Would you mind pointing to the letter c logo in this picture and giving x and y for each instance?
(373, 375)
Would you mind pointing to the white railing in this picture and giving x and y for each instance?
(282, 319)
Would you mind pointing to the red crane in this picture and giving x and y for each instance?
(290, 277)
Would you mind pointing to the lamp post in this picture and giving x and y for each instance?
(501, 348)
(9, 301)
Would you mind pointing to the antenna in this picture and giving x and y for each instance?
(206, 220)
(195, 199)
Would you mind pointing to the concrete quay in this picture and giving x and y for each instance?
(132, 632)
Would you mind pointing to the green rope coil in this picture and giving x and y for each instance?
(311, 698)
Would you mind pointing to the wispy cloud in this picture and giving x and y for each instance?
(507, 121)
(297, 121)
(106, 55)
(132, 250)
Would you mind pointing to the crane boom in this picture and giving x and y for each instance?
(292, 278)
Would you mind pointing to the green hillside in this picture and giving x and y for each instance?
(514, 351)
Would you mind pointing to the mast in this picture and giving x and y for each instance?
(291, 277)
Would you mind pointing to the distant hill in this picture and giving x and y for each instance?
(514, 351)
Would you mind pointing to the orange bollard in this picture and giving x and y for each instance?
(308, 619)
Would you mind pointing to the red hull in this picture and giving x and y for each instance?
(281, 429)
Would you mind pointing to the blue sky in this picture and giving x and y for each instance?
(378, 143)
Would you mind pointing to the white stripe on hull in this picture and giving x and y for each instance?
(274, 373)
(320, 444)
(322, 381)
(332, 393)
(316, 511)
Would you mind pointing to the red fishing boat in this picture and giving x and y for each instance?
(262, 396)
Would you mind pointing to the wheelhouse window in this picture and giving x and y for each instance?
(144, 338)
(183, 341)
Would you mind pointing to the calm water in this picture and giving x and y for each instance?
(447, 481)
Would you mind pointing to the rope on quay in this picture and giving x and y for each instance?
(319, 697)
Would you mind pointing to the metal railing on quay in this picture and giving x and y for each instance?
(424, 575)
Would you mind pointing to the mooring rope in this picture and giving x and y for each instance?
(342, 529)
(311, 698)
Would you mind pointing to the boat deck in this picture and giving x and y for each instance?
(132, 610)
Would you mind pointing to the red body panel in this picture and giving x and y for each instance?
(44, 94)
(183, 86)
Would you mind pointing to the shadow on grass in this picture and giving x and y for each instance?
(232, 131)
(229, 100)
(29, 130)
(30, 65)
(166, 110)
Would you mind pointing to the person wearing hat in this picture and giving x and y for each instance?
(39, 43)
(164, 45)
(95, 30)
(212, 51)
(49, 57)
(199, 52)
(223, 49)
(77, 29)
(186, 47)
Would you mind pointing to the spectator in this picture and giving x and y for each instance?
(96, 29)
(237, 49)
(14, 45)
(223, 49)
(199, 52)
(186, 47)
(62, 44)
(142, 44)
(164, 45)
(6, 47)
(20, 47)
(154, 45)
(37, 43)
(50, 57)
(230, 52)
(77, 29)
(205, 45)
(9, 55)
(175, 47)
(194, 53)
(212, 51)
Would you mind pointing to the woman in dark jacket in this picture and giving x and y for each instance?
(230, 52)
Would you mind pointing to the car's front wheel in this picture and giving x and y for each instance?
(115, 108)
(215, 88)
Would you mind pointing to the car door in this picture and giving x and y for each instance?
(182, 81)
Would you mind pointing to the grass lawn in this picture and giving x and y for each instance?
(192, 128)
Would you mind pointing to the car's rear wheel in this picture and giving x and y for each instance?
☆ ☆ ☆
— WHAT THE TASK ASKS —
Quote every entry exactly.

— RESULT BELOW —
Would you mind pointing to the letter c logo in this picture and giving x and y for each instance?
(373, 375)
Would you mind pointing to the white railing in this picture and giving x and y for each instance?
(282, 319)
Would you mind pointing to the red crane in this picture and giving x and y for each instance?
(290, 277)
Would you mind pointing to the lamp post in this picture and giving x and y for each instance?
(501, 348)
(9, 301)
Would you mind pointing to the antenna in this picture and giving x and y for each instance?
(206, 220)
(195, 199)
Would you mind pointing to the concrete quay in this picture and giving x and y for each instance?
(132, 632)
Would you mind pointing to the green rope coil in this picture and giving x and y for each instance?
(311, 698)
Would you mind pointing to the wispy cloud in this picture and giving x and y for each instance?
(507, 121)
(297, 121)
(106, 55)
(132, 250)
Would you mind pointing to the crane boom in this picture and giving x and y for each instance?
(292, 278)
Would you mind pointing to the green hillside in this picture and giving x and y for each instance?
(514, 351)
Would you mind pointing to the mast in this picture and giving x and y for each instance?
(291, 277)
Would you mind pointing to the distant hill in this picture and giving x and y for each instance?
(514, 351)
Would you mind pointing to the orange bollard in this picture and giving x and y for each instance?
(308, 619)
Would you mind pointing to the red hull in this picture and giving x and y for each instance?
(281, 429)
Would you mind pointing to the blue sky in this picture and giving x and y for each instance?
(378, 143)
Would you mind pointing to the white stripe on hull in this picture and giving x and y for each instance?
(274, 373)
(320, 444)
(322, 381)
(332, 393)
(316, 511)
Would you mind pointing to the red fishing boat in this picture and giving x and y for each instance?
(262, 396)
Would you mind pointing to the wheelhouse window in this picture and giving x and y for each instance?
(144, 338)
(183, 341)
Would you mind pointing to the calm water in this picture and giving x and y for each instance?
(447, 481)
Would you mind pointing to the rope on quay in this picture and giving x and y for each instance?
(319, 697)
Would you mind pointing to the metal railing on quay in this picture and giving x and y for each instance?
(424, 575)
Would you mind pointing to the mooring rope in this picture and giving x and y for each instance?
(342, 529)
(311, 698)
Would you mind pointing to the boat deck in this picture and giving x and y for each instance?
(132, 610)
Would you mind pointing to the red body panel in this picture and giving x and y for each instance?
(44, 94)
(183, 86)
Would you mind pointing to the shadow on grass in this picture and giving x and y for each instance?
(232, 131)
(229, 100)
(29, 130)
(30, 65)
(166, 110)
Would you mind pointing to the person wearing hat in this picture and giving x and y for each instance?
(39, 43)
(164, 45)
(95, 30)
(212, 51)
(49, 57)
(199, 52)
(223, 49)
(77, 29)
(186, 47)
Would you mind pointing to the spectator in this picture and giving x and y for each instance?
(96, 29)
(237, 49)
(14, 45)
(223, 49)
(199, 52)
(186, 47)
(62, 44)
(142, 44)
(164, 45)
(6, 47)
(20, 47)
(154, 45)
(37, 43)
(50, 57)
(230, 52)
(77, 29)
(205, 45)
(9, 55)
(175, 47)
(194, 53)
(212, 51)
Would you mind pointing to the woman in dark jacket in this picture and giving x and y for each instance?
(230, 52)
Would you mind pointing to the car's front wheel in this picture and giving x and y for each instance?
(115, 108)
(215, 88)
Would you mind pointing to the car door in this picture and giving x and y for each instance?
(182, 81)
Would you mind pointing to the grass lawn in this picture and giving x and y for each instance?
(192, 128)
Would you mind pointing to the car's rear wheel in this picture and giving x and y for each instance?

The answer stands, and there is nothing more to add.